-------- Input records
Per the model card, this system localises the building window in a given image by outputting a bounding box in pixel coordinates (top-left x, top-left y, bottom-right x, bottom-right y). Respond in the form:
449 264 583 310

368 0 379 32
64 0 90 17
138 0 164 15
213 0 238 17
----------------
What you should do: Update the listing above by replacing "building window" with "window pane", leaving everything else unchanged.

Output below:
Per the model card, this system localises the window pane in a given image by outputting a bounding box in pixel coordinates (top-left x, top-left y, bottom-right x, bottom-right y). Respond in the form:
449 264 583 310

368 0 379 32
64 0 90 17
138 0 164 15
213 0 238 17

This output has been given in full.